PROVIDED INFORMATION Block Start

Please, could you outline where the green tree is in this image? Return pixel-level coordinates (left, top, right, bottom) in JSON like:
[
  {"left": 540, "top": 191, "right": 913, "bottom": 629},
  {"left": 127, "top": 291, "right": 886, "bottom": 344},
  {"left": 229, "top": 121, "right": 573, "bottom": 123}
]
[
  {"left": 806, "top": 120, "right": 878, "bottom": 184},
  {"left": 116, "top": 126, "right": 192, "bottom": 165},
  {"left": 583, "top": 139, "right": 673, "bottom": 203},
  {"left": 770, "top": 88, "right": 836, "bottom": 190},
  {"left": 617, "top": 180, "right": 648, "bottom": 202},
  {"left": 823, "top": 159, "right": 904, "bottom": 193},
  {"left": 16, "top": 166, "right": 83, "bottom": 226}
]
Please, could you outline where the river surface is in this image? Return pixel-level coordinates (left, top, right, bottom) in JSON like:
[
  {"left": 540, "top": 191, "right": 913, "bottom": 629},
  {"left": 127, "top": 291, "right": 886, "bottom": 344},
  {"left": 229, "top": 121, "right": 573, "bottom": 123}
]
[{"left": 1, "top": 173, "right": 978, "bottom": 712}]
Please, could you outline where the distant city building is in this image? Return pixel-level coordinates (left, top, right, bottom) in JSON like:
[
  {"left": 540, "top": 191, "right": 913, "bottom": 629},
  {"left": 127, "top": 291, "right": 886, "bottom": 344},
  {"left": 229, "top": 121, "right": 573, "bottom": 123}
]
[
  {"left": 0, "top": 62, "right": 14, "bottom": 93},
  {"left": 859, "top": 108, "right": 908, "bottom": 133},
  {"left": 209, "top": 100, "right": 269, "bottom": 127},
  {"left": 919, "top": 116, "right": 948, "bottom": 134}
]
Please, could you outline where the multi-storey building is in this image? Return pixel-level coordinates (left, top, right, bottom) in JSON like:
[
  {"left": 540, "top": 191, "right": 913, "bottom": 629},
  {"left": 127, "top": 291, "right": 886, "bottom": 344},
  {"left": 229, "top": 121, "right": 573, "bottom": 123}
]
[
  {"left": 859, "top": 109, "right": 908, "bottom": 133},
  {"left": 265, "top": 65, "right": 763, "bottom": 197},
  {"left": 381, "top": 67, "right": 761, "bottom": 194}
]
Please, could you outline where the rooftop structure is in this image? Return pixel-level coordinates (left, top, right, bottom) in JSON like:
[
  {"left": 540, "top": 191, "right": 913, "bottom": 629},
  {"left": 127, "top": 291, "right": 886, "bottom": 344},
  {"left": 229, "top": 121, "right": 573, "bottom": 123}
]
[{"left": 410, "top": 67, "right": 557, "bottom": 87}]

PROVIDED INFORMATION Block End
PROVIDED INFORMATION Block Start

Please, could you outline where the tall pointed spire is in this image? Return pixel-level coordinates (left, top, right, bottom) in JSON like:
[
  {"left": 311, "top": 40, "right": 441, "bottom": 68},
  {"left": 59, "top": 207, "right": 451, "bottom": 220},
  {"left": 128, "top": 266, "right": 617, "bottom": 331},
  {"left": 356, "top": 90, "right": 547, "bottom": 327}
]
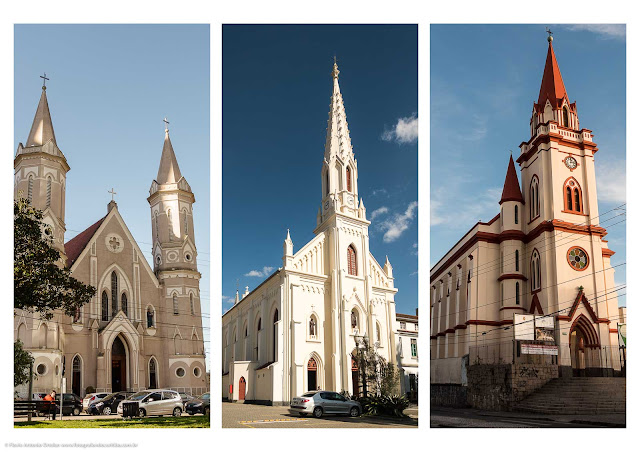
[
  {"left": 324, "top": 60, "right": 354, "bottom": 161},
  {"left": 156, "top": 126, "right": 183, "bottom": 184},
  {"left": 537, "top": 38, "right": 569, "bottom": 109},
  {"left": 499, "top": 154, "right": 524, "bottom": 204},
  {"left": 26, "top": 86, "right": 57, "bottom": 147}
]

PROVIDED INFORMATION Block End

--- EXERCISE AIM ---
Write only the number of lines above that contain "building".

--- REPLY TO THE EXERCISE ---
2